_What to do_. Give all of the lines again exactly as they read.

BEGIN Provided data

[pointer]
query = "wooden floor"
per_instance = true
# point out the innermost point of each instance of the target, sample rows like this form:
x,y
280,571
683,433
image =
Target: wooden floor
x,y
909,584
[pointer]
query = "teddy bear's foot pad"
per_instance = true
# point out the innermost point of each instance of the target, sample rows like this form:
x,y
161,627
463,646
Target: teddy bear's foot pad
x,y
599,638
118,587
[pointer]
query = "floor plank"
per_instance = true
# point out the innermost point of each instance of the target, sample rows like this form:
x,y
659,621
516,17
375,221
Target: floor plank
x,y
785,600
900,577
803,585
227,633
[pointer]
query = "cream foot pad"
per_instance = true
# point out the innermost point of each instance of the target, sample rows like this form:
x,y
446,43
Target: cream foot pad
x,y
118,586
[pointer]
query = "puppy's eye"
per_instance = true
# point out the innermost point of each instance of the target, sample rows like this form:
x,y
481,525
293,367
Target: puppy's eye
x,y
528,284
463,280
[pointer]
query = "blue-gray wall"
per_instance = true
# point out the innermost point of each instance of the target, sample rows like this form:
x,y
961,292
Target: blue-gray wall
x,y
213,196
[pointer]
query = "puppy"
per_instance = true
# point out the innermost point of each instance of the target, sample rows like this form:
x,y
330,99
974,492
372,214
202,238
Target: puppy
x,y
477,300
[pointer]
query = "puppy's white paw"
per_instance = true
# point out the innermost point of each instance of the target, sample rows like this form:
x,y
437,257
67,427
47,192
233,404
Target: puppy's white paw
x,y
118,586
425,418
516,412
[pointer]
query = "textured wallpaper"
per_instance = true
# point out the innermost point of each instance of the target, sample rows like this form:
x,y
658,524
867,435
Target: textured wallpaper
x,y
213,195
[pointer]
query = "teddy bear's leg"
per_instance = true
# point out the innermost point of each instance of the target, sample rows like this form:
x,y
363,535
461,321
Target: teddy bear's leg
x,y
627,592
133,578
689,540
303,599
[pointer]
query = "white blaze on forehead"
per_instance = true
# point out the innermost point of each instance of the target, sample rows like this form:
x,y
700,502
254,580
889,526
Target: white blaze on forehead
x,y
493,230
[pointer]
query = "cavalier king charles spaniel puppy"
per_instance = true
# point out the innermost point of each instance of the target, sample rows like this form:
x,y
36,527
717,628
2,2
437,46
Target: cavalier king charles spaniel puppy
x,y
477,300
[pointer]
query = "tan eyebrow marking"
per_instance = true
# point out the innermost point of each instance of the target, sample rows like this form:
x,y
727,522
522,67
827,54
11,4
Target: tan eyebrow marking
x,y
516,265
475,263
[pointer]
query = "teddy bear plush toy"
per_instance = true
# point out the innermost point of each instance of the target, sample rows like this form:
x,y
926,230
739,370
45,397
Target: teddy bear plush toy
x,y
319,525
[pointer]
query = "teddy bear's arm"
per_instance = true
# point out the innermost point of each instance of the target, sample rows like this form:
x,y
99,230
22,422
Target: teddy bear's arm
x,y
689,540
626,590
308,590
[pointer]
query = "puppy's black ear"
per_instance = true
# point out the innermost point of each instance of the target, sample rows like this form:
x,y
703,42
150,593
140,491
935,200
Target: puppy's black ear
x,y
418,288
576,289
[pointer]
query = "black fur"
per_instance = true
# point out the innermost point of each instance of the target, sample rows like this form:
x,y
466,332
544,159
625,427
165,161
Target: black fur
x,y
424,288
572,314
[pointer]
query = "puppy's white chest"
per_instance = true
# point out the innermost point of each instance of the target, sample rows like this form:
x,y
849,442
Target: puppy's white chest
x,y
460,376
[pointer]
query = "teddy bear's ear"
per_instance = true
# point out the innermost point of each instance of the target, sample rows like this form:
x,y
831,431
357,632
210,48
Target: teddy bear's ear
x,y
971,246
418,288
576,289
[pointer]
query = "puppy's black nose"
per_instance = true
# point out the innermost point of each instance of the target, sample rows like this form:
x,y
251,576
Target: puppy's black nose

END Provided data

_Reply_.
[pointer]
query = "wooden floor"
per_instance = true
# point out the innermost point of each instance of the target, sample rows like this form:
x,y
280,571
683,433
image =
Target: wooden floor
x,y
909,584
[pointer]
query = "teddy bear's foot pad"
per_instance = true
# point out the innermost point of each instance of the target, sample rows like this form:
x,y
161,627
463,646
Target: teddy bear's foot pad
x,y
599,638
118,587
[pointer]
query = "floor plank"
per_instance = true
# point out the innermost point of each instance of the target, sample rows like this form:
x,y
659,621
516,17
375,221
Target: floor plank
x,y
785,600
900,577
803,585
227,633
[pointer]
query = "cream foot pad"
per_instance = true
# point out the innermost point of each instance of the target, sample rows like this form:
x,y
446,43
Target: cream foot pad
x,y
118,586
[pointer]
query = "puppy's eye"
per_instance = true
# point out the innermost point of each instance of the target, sample rows like this form:
x,y
481,525
293,367
Target: puppy's eye
x,y
528,284
463,280
[pointer]
query = "blue-gray wall"
per_instance = true
# point out the innermost point of each instance of the target, sample rows like this form:
x,y
961,292
Target: blue-gray wall
x,y
213,196
[pointer]
query = "puppy"
per_instance = true
# point out the innermost point of each instance of the target, sample rows like this form:
x,y
330,99
974,492
372,214
202,238
Target: puppy
x,y
477,300
[pointer]
query = "puppy's white paw"
per_instance = true
# point out the innermost point of each instance of the target, sample rows like this form:
x,y
437,257
67,427
47,192
233,404
Target: puppy's white paw
x,y
118,586
425,418
516,412
[pointer]
query = "textured wallpaper"
per_instance = true
# point out the innermost point of each instance of the target, sample rows like this form:
x,y
658,524
867,435
Target: textured wallpaper
x,y
213,195
[pointer]
query = "teddy bear's leg"
per_instance = true
# point out the innermost point of each instance of the target, sample rows like this form:
x,y
363,535
461,321
Target: teddy bear's leg
x,y
627,592
133,578
689,540
303,599
[pointer]
query = "white blaze on forehead"
per_instance = true
# point out the innermost point of each instance of the target, sample rows like this form:
x,y
700,502
254,580
889,526
Target: white blaze on forehead
x,y
493,230
[pointer]
query = "cavalier king charles spaniel puppy"
per_instance = true
# point out the innermost point of each instance of the target, sample rows like this form:
x,y
36,527
717,628
2,2
437,46
Target: cavalier king charles spaniel puppy
x,y
477,300
[pointer]
query = "tan eyebrow marking"
per_instance = true
# point out the innermost point of each instance of the target, sample rows like this form:
x,y
727,522
522,67
827,54
11,4
Target: tan eyebrow marking
x,y
516,265
475,263
[pointer]
query = "teddy bear plush toy"
per_instance = true
# point out the innermost point of each instance of the target, sample rows like this form:
x,y
926,230
739,370
45,397
Target: teddy bear plush toy
x,y
319,525
[pointer]
query = "teddy bear's arm"
per_instance = true
# point out the innermost point of each instance of the target, sample rows like this form:
x,y
99,230
22,422
Target: teddy bear's arm
x,y
689,540
626,590
308,590
[pointer]
query = "puppy's black ear"
per_instance = true
# point out the innermost point of each instance of the target, sample rows like this form:
x,y
703,42
150,593
140,491
935,200
Target: puppy's black ear
x,y
418,288
576,289
[pointer]
query = "black fur"
per_instance = true
# point out the innermost point of each instance of the target, sample rows like this form:
x,y
466,332
544,159
625,427
165,161
Target: black fur
x,y
424,288
572,314
[pointer]
query = "puppy's white chest"
per_instance = true
# point out the innermost point of each instance of the target, sample rows like this form:
x,y
849,442
Target: puppy's white chest
x,y
460,376
[pointer]
query = "teddy bear's ear"
per_instance = true
# point out the innermost point of each instance of the target, sample rows like this form:
x,y
831,431
357,632
210,48
Target: teddy bear's ear
x,y
971,246
418,288
576,289
[pointer]
query = "puppy's black nose"
per_instance = true
# point out the innermost point of each instance of the target, sample rows like this form:
x,y
251,576
Target: puppy's black nose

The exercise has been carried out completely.